Repeat the lines of the items below word for word, from the line containing "Task: the pointer indicates each instance of the yellow" through the line containing "[[740, 670]]", both ends included.

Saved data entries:
##############################

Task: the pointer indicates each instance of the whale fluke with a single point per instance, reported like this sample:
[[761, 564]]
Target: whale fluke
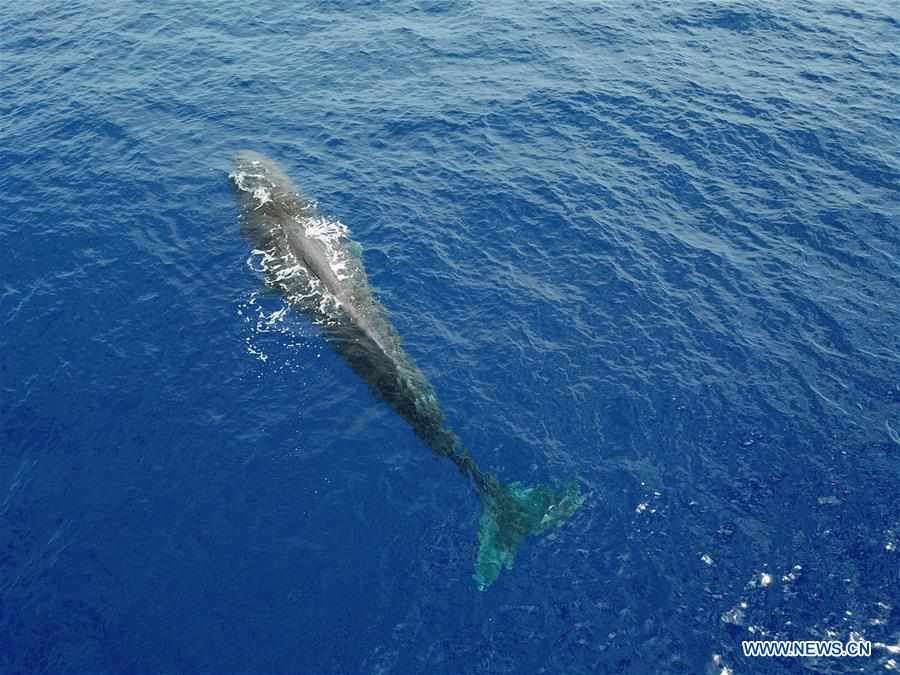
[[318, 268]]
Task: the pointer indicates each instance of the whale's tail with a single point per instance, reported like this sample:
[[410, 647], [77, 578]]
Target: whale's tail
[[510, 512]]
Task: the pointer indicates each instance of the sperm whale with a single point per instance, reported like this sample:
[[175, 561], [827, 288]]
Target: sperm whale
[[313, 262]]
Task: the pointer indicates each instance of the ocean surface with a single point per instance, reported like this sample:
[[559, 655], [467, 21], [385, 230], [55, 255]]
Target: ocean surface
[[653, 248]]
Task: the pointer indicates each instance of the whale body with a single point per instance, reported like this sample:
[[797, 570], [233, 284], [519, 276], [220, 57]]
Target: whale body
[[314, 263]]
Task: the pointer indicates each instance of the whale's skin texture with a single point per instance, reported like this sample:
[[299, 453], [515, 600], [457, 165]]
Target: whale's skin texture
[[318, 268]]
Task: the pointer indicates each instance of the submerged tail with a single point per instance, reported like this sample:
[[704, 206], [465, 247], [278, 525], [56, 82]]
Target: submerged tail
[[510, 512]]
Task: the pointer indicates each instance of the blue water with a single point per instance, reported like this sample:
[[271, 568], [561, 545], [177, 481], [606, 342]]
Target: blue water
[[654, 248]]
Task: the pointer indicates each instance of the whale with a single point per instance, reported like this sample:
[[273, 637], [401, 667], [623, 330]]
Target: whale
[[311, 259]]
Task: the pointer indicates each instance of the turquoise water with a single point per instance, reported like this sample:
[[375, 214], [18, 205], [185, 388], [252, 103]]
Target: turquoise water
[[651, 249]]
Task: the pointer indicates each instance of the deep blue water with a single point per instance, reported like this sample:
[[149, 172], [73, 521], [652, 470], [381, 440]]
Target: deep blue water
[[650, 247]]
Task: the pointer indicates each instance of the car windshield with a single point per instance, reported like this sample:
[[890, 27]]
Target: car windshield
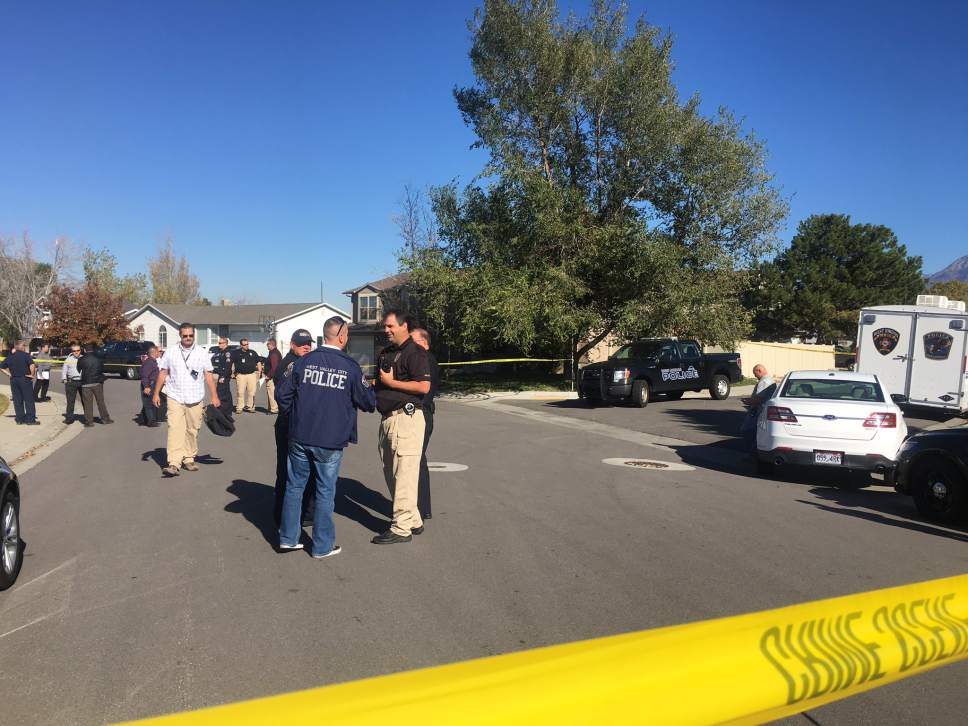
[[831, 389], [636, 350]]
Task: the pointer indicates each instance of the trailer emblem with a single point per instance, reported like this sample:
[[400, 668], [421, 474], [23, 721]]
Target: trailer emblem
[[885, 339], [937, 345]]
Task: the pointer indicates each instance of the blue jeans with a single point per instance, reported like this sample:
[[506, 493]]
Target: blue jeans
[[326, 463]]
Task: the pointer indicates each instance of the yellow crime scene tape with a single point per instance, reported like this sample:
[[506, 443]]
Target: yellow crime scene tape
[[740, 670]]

##############################

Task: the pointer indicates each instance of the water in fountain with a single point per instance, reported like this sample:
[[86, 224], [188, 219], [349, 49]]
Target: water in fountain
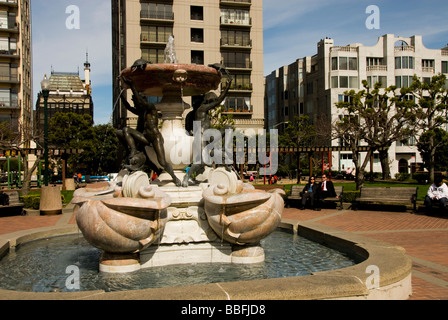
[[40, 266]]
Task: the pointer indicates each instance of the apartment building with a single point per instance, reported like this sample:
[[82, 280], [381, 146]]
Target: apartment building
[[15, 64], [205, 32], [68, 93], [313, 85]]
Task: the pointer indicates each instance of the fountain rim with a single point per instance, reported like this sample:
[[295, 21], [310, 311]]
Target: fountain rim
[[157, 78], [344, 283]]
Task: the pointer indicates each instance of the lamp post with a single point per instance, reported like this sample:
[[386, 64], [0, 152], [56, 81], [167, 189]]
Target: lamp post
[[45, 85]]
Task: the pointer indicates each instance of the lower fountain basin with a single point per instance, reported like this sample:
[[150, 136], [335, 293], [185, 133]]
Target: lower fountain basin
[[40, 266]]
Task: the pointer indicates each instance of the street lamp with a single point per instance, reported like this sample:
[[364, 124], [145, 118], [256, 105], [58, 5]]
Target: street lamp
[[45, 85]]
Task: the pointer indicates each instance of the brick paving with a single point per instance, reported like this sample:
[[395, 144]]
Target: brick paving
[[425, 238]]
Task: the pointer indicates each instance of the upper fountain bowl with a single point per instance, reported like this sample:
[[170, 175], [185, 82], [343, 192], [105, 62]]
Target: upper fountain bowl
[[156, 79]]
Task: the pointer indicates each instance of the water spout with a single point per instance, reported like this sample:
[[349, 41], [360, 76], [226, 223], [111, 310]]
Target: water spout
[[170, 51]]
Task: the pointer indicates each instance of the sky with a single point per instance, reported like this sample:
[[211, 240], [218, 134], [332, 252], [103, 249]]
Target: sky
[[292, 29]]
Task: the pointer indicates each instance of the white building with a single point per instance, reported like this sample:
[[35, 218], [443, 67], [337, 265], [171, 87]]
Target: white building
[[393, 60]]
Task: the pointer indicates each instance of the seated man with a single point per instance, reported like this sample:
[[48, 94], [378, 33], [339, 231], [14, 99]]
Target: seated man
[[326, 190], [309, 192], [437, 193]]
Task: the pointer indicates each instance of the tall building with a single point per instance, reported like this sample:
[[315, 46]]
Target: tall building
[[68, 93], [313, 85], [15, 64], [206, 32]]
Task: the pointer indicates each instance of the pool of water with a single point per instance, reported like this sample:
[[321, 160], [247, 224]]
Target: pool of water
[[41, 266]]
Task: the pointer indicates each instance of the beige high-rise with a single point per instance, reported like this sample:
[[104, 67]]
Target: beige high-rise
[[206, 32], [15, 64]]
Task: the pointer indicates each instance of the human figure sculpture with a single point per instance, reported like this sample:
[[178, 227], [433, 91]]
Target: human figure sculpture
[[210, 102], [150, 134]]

##############################

> [Reply to the task]
Task: the pointer indicates each instance of the yellow crime scene tape with a single point per instance, reported like this sample:
[[506, 443]]
Target: yellow crime scene tape
[[740, 670]]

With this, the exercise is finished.